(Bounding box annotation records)
┄┄┄┄┄┄

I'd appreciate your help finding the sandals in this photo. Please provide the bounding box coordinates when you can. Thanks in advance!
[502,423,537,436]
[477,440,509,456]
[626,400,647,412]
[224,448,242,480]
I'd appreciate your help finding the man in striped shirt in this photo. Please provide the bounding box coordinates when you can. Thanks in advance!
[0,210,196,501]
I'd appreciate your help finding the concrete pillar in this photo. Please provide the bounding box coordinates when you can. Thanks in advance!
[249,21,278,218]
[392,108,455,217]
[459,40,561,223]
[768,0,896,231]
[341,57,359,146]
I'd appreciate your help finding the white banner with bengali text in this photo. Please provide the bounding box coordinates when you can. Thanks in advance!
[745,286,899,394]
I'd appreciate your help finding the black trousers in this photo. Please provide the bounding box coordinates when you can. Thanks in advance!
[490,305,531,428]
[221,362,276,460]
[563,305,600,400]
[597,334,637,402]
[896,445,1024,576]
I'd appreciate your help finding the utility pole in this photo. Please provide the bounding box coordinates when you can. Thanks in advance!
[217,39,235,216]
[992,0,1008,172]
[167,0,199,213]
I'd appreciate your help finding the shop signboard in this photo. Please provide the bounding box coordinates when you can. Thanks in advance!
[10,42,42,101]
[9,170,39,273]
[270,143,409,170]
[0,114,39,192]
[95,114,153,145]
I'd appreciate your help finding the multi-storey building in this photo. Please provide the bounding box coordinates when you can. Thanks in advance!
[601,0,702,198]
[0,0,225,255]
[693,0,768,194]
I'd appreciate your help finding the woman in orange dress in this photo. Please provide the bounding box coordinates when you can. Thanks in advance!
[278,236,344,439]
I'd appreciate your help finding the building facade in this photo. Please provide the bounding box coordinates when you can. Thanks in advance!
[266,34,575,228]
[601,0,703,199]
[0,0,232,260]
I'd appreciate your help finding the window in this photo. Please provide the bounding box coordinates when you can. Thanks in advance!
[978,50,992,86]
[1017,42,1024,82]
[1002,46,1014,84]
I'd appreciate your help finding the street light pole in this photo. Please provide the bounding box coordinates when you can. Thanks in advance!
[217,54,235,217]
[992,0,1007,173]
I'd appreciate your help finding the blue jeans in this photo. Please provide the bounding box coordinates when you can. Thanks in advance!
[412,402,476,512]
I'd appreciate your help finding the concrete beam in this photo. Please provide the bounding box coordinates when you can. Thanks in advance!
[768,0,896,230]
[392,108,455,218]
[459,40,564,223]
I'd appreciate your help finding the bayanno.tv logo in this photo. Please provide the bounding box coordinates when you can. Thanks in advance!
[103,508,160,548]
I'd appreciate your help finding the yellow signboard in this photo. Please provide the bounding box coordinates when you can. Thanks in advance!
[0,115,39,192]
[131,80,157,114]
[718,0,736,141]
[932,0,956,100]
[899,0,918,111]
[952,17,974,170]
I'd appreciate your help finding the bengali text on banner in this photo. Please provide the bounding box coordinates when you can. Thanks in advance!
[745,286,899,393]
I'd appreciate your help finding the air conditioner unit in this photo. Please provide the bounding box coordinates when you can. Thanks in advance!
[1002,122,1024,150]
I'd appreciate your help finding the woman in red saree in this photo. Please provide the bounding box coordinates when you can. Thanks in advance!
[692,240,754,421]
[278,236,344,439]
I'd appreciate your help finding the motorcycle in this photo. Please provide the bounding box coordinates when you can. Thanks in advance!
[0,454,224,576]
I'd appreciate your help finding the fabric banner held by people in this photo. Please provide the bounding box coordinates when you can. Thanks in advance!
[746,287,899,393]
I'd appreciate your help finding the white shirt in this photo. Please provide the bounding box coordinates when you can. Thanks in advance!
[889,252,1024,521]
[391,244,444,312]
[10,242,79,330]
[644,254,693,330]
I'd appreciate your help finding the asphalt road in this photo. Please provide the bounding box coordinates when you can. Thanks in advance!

┄┄┄┄┄┄

= GIVEN PROBLEM =
Copy the lines of the material above word for word, starting at the line containing "I'd appreciate your help finding the blue" and ending at the line containing "[952,17,974,170]", both included.

= SOLUTION TO THE PROBLEM =
I'd appreciate your help finding the blue jeans in this photo. Please provide the bounding box coordinates when you can. Thanks in advance!
[412,402,476,512]
I'd appreciate your help finding the concrete beam in this photo. Please provide the bounding box coordinates when you can. Thanks in advance!
[768,0,896,230]
[392,108,455,218]
[459,40,564,223]
I'd appreciate your help finding the bayanno.tv logo in this photo. Please provide the bounding box coordinates when you can. Thanks in advance!
[103,508,160,548]
I'd appreciate your help finding the yellow signboard in this photo. Please provide the bounding box coordinates when you can. Thanks in advance!
[0,115,39,192]
[131,80,157,114]
[718,0,736,141]
[932,0,956,100]
[899,0,918,111]
[952,17,974,170]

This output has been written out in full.